begin Dataset
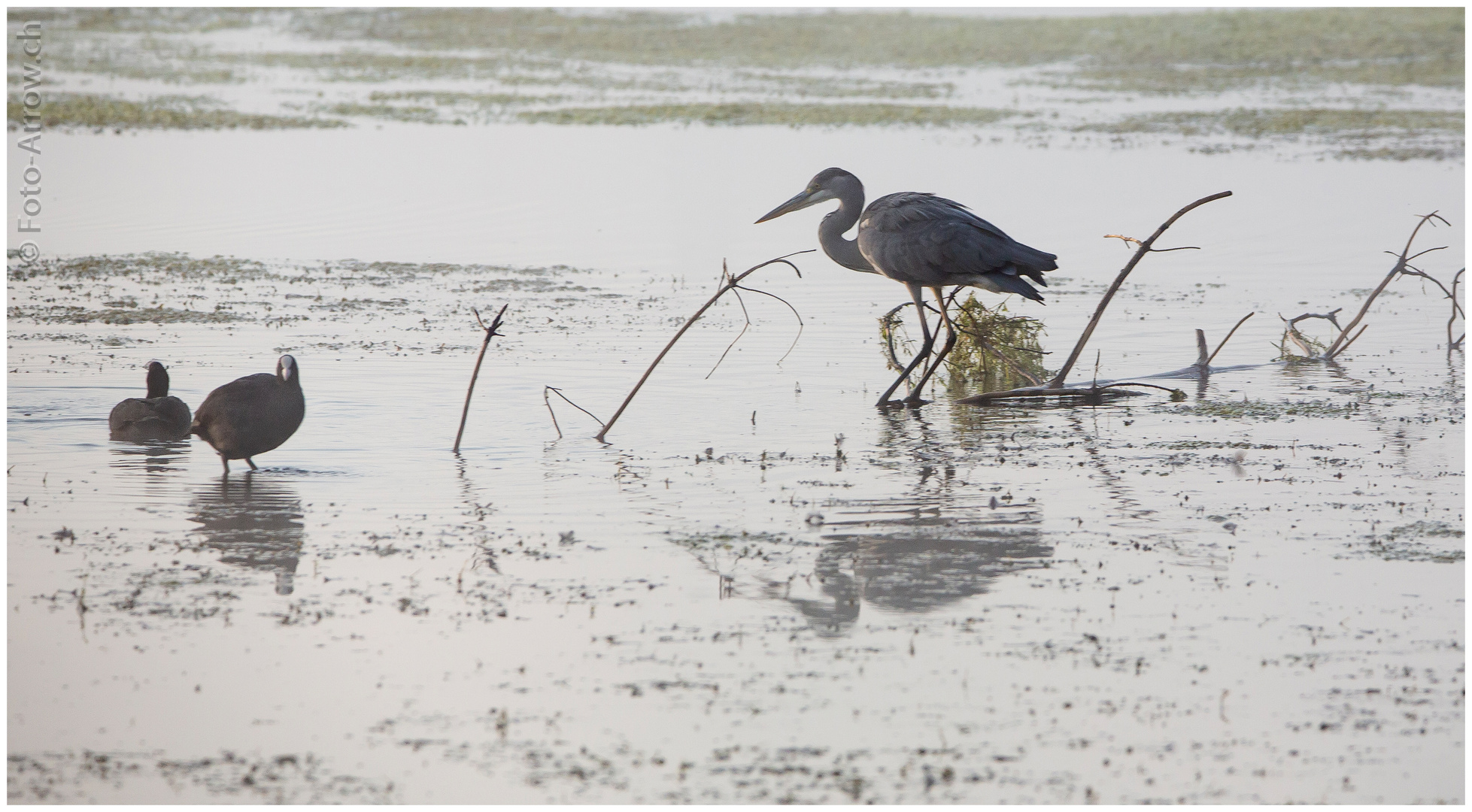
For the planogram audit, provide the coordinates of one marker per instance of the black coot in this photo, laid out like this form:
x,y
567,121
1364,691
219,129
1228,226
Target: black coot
x,y
252,415
156,417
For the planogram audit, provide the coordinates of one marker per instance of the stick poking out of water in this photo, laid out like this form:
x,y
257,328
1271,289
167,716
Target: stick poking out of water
x,y
490,333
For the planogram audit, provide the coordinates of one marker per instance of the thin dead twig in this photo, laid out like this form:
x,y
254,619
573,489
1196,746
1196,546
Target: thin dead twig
x,y
1338,346
545,390
1455,311
1225,340
490,333
1098,312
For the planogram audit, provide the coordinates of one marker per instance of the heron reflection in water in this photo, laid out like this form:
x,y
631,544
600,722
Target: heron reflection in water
x,y
922,241
915,564
255,524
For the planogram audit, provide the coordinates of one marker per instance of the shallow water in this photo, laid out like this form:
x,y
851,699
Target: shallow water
x,y
763,589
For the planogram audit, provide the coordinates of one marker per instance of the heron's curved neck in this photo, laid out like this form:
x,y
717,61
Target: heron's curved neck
x,y
833,226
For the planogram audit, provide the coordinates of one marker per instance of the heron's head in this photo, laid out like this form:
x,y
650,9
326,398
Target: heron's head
x,y
824,186
158,380
287,372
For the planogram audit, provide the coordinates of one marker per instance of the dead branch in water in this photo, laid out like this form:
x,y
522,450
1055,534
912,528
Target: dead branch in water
x,y
1402,264
1207,365
1094,393
548,404
1455,311
1140,253
490,332
727,284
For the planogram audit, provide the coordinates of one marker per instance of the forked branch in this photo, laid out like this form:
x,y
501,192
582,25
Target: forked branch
x,y
1140,253
727,284
490,333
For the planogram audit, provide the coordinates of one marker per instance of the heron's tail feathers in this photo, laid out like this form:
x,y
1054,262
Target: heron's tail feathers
x,y
1010,283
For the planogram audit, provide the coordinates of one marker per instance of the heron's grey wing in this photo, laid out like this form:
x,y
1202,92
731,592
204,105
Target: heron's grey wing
x,y
936,241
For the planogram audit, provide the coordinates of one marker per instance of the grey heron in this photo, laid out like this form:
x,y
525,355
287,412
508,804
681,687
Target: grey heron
x,y
252,415
919,240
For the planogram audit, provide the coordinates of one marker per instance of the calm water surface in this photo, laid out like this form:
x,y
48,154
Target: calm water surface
x,y
763,589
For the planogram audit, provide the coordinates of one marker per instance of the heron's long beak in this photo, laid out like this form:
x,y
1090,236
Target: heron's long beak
x,y
800,201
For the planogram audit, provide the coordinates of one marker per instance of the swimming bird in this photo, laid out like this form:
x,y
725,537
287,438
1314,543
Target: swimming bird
x,y
252,415
155,417
924,241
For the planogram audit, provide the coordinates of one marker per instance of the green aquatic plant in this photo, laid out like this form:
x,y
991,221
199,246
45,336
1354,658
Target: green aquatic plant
x,y
1134,52
393,112
994,350
1288,121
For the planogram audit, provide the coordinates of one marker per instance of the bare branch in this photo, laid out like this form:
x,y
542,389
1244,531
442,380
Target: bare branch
x,y
1228,338
738,336
490,333
727,284
794,312
1119,280
1401,265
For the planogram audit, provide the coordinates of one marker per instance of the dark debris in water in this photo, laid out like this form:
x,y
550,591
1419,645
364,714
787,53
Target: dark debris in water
x,y
281,778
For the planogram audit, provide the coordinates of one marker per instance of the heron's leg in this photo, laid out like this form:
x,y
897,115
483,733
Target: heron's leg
x,y
924,346
945,349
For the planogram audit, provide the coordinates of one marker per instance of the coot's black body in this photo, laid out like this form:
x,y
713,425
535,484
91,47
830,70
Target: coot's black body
x,y
155,417
252,415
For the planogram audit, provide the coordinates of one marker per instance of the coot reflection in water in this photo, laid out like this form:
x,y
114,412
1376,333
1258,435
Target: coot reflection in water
x,y
155,456
919,562
255,524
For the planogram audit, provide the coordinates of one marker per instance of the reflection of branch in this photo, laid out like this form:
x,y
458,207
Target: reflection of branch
x,y
1144,247
545,390
490,332
727,283
1330,315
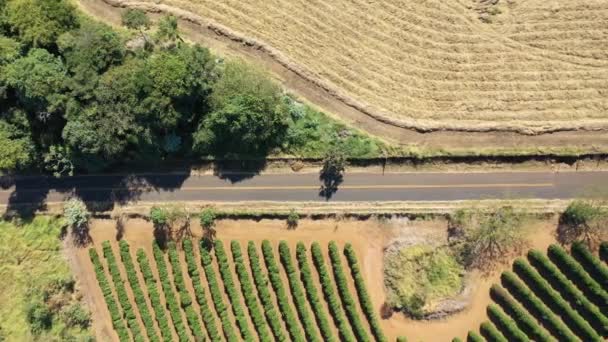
end Dataset
What this task involves:
Transcribe the items verbatim, starting at the line that contains "of the swimming" and ending at the end of the items, and omit the pictures from your answer.

Task result:
For the planogram audit, provide the coordinates of one marker per instance of the swimming bird in this photo, laid out like this form:
x,y
725,537
287,438
1314,543
Target: swimming bird
x,y
252,415
155,417
924,241
For the planogram audit, provide the coordinates of one marker per instance of the green aquatic plant in this photo, laid out like this form:
x,y
991,221
199,246
45,336
1354,658
Target: green aquatic plant
x,y
1134,52
393,112
994,350
1288,121
For the planogram audit, provide the coordinates of one marker per instance of the bare branch in this photo, laid out like this form:
x,y
542,389
1244,531
442,380
Target: bare branch
x,y
1228,338
738,336
490,333
727,284
794,312
1119,280
1401,265
For the planogram audit, provide the coordinates of one marker per instance of the dark debris in water in this photo, laid out like this form:
x,y
550,591
1419,645
364,714
787,53
Target: dark debris in water
x,y
281,778
For the planogram audit, provide the coordinates of one marker per instance of the heron's leg in this photo, laid out like this form:
x,y
897,115
483,733
Target: heron's leg
x,y
924,346
945,349
For the planogram audit, provide the coordinates of one marker per instance of the coot's black body in this photo, laid out like this form:
x,y
713,425
535,484
91,47
830,70
Target: coot's black body
x,y
155,417
252,415
For the planogram audit, provide the coordinates of one marker per instance of the coot reflection in water in this photo, laid out like this form:
x,y
114,412
1376,333
1258,435
Target: coot reflection in water
x,y
155,456
919,562
255,524
For the planogram audit, provide the coordinates of one marker per instance of the reflection of branch in this photo, laid out like this form:
x,y
458,207
Target: reflection of branch
x,y
1144,247
545,390
490,332
727,283
1330,315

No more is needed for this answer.